■ **书面题目**: 从包含“Where can the golden”的那一行开始，到条目末尾结束，首尾两行都算在内，只把这一段重新写出来。其余文字保持不变，只将答案中每个坐标数值都增加37。

■ **点标注数据集条目**:
--- --- ---
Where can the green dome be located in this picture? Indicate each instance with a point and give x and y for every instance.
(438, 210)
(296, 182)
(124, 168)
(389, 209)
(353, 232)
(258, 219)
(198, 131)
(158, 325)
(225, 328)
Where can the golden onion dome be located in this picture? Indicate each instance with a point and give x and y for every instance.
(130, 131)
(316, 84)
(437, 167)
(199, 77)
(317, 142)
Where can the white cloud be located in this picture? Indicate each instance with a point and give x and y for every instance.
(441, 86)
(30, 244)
--- --- ---
■ **结果**:
Where can the golden onion dome be located in this picture? Indicate each instance with a point and give x and y for every instance.
(167, 168)
(353, 121)
(474, 204)
(236, 114)
(354, 179)
Where can the white cloud be located in this picture? Indicate each instance with a point and give x and y for every instance.
(478, 123)
(67, 281)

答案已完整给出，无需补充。